- [Task requirements] Rewrite all of the entries below as a numbered list, leaving out any blank lines.

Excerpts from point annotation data

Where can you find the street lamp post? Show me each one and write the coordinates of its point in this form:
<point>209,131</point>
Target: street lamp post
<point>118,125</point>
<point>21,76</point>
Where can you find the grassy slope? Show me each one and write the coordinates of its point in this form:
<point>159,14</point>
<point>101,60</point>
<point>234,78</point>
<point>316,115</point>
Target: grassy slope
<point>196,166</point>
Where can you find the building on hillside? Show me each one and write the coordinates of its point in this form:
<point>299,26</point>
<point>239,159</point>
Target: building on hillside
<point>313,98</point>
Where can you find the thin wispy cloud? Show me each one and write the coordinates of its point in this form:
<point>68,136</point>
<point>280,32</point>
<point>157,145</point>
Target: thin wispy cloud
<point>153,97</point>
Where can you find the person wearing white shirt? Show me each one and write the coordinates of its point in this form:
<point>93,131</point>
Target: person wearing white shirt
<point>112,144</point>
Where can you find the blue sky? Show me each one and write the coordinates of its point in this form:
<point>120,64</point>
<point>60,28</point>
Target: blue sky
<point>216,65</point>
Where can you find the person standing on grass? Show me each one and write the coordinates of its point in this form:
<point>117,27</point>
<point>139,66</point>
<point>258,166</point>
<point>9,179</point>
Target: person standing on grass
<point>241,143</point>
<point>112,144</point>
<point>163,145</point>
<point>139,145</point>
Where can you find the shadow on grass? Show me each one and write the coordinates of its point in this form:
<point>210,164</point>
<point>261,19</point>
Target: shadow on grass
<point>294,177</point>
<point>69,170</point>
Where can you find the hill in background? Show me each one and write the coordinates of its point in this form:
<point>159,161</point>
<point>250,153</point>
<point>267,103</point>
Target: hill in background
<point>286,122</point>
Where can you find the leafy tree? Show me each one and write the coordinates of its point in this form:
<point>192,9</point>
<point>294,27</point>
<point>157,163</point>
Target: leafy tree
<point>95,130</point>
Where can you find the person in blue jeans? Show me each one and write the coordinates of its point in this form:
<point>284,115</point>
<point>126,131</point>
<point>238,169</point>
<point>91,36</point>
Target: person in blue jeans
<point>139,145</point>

- [Finished answer]
1. Where can you find the street lamp post? Show me each one and write the coordinates of its point in this form:
2. <point>209,131</point>
3. Target: street lamp post
4. <point>118,125</point>
5. <point>21,76</point>
6. Where can you find the grassy slope? Show me each one and write the coordinates of its point in this form:
7. <point>159,14</point>
8. <point>101,60</point>
9. <point>234,78</point>
10. <point>316,115</point>
11. Target: grassy slope
12. <point>196,166</point>
13. Where can you find the building on hillside? Show me each one and write the coordinates of its point in this form:
14. <point>299,26</point>
15. <point>239,159</point>
16. Target: building on hillside
17. <point>313,98</point>
18. Where can you find the thin wispy cloud? Show me each one and write the coordinates of its point in this form:
19. <point>68,136</point>
20. <point>280,32</point>
21. <point>157,145</point>
22. Target: thin wispy cloud
23. <point>153,97</point>
24. Where can you find the person wearing white shirt? Show me each one and write the coordinates of its point in this form:
25. <point>93,131</point>
26. Target: person wearing white shirt
27. <point>112,144</point>
28. Where can you find the blue sky? Show me each one and write the coordinates of its point in this form:
29. <point>120,64</point>
30. <point>60,28</point>
31. Target: blue sky
32. <point>216,65</point>
33. Where can you find the person standing on grass? Show me each one and write the coordinates of its point in this form:
34. <point>117,27</point>
35. <point>139,66</point>
36. <point>258,166</point>
37. <point>9,179</point>
38. Target: person standing on grass
39. <point>241,143</point>
40. <point>112,144</point>
41. <point>163,145</point>
42. <point>139,145</point>
43. Where can you find the shadow on grass? Show me each one and write the coordinates of its point in this form:
44. <point>210,164</point>
45. <point>261,19</point>
46. Target: shadow on grass
47. <point>294,177</point>
48. <point>69,170</point>
49. Where can you find the hill in background? Show me each one and write the coordinates of its point in this form:
50. <point>159,161</point>
51. <point>250,153</point>
52. <point>267,103</point>
53. Target: hill in background
54. <point>286,122</point>
55. Where can you find the leafy tree? Show me each one and write the coordinates of its point in this form:
56. <point>192,9</point>
57. <point>294,27</point>
58. <point>157,163</point>
59. Target: leafy tree
60. <point>95,130</point>
61. Where can you find the person in blue jeans? Show me each one and write the coordinates of its point in this form:
62. <point>284,115</point>
63. <point>126,131</point>
64. <point>238,169</point>
65. <point>91,36</point>
66. Target: person in blue jeans
67. <point>139,145</point>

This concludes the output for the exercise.